--- Check your understanding ---
(1) Summarize the excerpt in two sentences.
(2) Repeat the excerpt from "Humans had to" to "are the Martians.", swapping "Martians" for "aliens".
(3) Turn the paragraph of the excerpt beginning "This magnitude of change" into a short bulleted list of its main points.

::: Text segment :::

Humans had to decide how to manage the trade-offs between the unintended consequences of prevention efforts and a devastating percentage of deaths following contact. In H. G. Wells’ classic science fiction novel The War of the Worlds (1897) it was not military might that defeated the invading Martians in their fearsome war machines.  Instead the final defense was tiny earthly microbes, to which humans had developed herd immunity over centuries.

In today’s scenario, we are the Martians.  

White Squirrel
This magnitude of change is therefore not so much an exotic black swan, but the more domestic backyard squirrel – a white one that can’t be trapped or easily killed, a metaphor by our business-school colleague Bill Costa at New Hampshire’s Franklin Pierce University.  As the uncertainty sinks in deeper, even your own home, center of comfort and reassurance, starts to look somehow alien, as if it could any moment fade away.  The image of the future begins to loosen and float uneasily as dozens of scenarios – mostly unsettling—edge in to fill the space of stability and habit.  So much change in the course of days and weeks, rather than years or decades, is mentally and emotionally devastating, and will continue to twist any semblance of normalcy.  Rarely has humanity been so put upon to examine basic operating assumptions, concepts, and practices no one had to think about pre-2020.

::: Entries provided :::

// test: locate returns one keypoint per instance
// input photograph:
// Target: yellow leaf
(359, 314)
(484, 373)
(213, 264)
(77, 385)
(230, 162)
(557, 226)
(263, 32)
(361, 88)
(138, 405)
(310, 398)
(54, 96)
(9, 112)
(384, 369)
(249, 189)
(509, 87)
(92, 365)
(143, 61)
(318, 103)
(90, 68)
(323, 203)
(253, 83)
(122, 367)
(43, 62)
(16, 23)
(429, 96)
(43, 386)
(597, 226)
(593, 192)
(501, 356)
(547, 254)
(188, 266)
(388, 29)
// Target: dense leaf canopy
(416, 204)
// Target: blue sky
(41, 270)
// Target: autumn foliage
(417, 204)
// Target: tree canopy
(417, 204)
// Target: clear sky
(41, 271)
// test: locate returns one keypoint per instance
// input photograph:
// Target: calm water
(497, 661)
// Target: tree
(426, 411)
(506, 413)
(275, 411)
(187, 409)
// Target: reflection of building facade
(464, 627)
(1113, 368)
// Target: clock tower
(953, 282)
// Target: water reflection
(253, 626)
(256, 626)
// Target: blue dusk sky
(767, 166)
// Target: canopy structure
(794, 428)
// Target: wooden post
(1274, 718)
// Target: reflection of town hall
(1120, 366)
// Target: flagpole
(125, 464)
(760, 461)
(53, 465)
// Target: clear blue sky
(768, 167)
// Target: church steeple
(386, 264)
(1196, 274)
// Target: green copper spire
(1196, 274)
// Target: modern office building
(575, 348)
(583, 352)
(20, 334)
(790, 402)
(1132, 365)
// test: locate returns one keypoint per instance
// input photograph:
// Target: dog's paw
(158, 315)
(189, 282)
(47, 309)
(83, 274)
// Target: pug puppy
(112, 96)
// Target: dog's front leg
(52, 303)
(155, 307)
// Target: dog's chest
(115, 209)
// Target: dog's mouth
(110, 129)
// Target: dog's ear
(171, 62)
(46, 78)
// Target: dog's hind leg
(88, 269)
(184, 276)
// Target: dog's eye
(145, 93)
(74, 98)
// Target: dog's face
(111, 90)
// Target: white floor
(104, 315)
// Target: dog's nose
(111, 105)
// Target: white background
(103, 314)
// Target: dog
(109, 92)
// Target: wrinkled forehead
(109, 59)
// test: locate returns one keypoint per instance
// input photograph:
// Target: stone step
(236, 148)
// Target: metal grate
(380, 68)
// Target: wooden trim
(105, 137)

:::

--- Results ---
(1) The excerpt recalls that in H. G. Wells' The War of the Worlds (1897), the invading Martians were defeated not by military might but by earthly microbes to which humans had developed herd immunity, and it says that in today's scenario we are the Martians. It calls the present magnitude of change a white backyard squirrel rather than a black swan, and it says that change this fast is mentally and emotionally devastating and forces humanity to examine assumptions no one had to think about pre-2020.

(2)
Humans had to decide how to manage the trade-offs between the unintended consequences of prevention efforts and a devastating percentage of deaths following contact. In H. G. Wells’ classic science fiction novel The War of the Worlds (1897) it was not military might that defeated the invading aliens in their fearsome war machines.  Instead the final defense was tiny earthly microbes, to which humans had developed herd immunity over centuries.

In today’s scenario, we are the aliens.

(3)
- The change is less an exotic black swan than a white backyard squirrel that can't be trapped or easily killed. The metaphor comes from Bill Costa of Franklin Pierce University.
- As uncertainty deepens, even one's own home starts to look alien.
- The image of the future loosens as dozens of mostly unsettling scenarios fill the space of stability and habit.
- Change over days and weeks rather than years or decades is mentally and emotionally devastating and will keep twisting any semblance of normalcy.
- Humanity must examine basic operating assumptions, concepts, and practices that no one had to think about pre-2020.